- [Task instructions]:
A. Which squares other than Place De La Gare appear in the subset of location data in the Perl Monks question about guessing partial data?
B. In the Perl Monks question about guessing partial data, what two search terms does the script assign to @guesses?
C. Can you repeat the part of the Perl Monks question about guessing partial data between "Guessing/Ordering Partial Data" and "is searching for.", inclusive?

- [Selection]:
__________

Guessing/Ordering Partial Data

ropey has asked for the wisdom of the Perl Monks concerning the following question:

Hi All

I have a part of an application, where from a given (partial) user input a best guess should be made to match what the user is searching for.

In this example its in terms of locations, so the user wants to look for a given sub set of locations in say Paris, given that they have entered Paris, and optional search terms of 'Place De La Gare' and 'Rennes'. From the Paris part the application can simply find all Paris entries, lets say its the following subset of data

Place De La Gare - Angers
Place De La Gare - Nevers
Place Mohammed V - Oujda
Place De La Gare - Rennes
Place de la Gare - Quimper
Place Thiers - Nancy
Place De La Gare - Grenoble
Place Du Chateau - Galerie Marchande Du Rer
Place De La Gare - Angers
Place De La Gare 1 - Grenoble
Place De La Gare - Nevers
Place De La Gare - Rennes
Place De La Gare
Place de la Gare
Place de la Gare - Bergerac
Place de la Gare - Moutiers
Place de la Gare - Libourne

A simple script to *guess* from the subset is as follows

#!/usr/bin/perl -w

use strict;
use Data::Dumper;

my @data = (
'Place De La Gare - Angers',
'Place De La Gare - Nevers',
'Place Mohammed V -  Oujda',
'Place De La Gare - Rennes',
'Place de la Gare - Quimper',
'Place Thiers -  Nancy',
'Place De La Gare -  Grenoble',
'Place Du Chateau - Galerie Marchande Du Rer',
'Place De La Gare -  Angers',
'Place De La Gare 1 - Bannes Grenoble',
'Place De La Gare -  Nevers',
'Place De La Gare -  Rennes',
'Place De La Gare bannes',
'Place de la Gare',
'Place de la Gare - Bergerac',
'Place de la Gare - Moutiers',
'Place de la Gare - Libourne'
        );

my @guesses = ('Place de la Gare', 'Rennes');

my @list = @data;
foreach my $guess(@guesses) {
    my @guessed = grep { /$guess/i } @list;
    # Now guess in reduced list
    @list = @guessed;
}
print "Guess this is what you wanted ? ", join "\n", @list;
[download]

Is there a better way, given this is a reduced subset of the real data (could be hundreds of possible choices) and multiple words to reduce the guessing ?

__________

- [Records shown]:
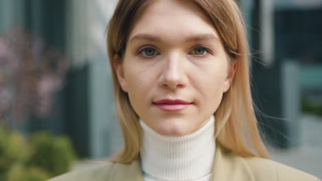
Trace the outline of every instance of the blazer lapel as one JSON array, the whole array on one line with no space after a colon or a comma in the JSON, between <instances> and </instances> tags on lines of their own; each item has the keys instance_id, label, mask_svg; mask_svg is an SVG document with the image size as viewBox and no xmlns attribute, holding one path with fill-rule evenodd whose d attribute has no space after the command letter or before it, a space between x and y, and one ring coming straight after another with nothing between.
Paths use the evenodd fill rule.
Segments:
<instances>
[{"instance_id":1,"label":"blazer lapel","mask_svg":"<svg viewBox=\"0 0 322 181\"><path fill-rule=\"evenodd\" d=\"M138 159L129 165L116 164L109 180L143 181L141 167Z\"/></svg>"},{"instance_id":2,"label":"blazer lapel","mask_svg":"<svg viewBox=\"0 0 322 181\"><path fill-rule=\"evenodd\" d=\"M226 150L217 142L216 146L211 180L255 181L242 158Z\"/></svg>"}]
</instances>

__________

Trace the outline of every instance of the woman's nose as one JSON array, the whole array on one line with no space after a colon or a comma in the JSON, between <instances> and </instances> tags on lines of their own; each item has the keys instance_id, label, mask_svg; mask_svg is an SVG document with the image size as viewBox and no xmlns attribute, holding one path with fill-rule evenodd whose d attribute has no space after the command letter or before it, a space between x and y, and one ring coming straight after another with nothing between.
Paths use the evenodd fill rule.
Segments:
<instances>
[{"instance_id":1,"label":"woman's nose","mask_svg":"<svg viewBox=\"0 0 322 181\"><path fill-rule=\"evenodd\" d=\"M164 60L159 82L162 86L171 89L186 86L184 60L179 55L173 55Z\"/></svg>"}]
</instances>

__________

- [Responses for each task]:
A. Place Mohammed V, Place Thiers, Place Du Chateau

B. 'Place de la Gare' and 'Rennes'

C.
Guessing/Ordering Partial Data

ropey has asked for the wisdom of the Perl Monks concerning the following question:

Hi All

I have a part of an application, where from a given (partial) user input a best guess should be made to match what the user is searching for.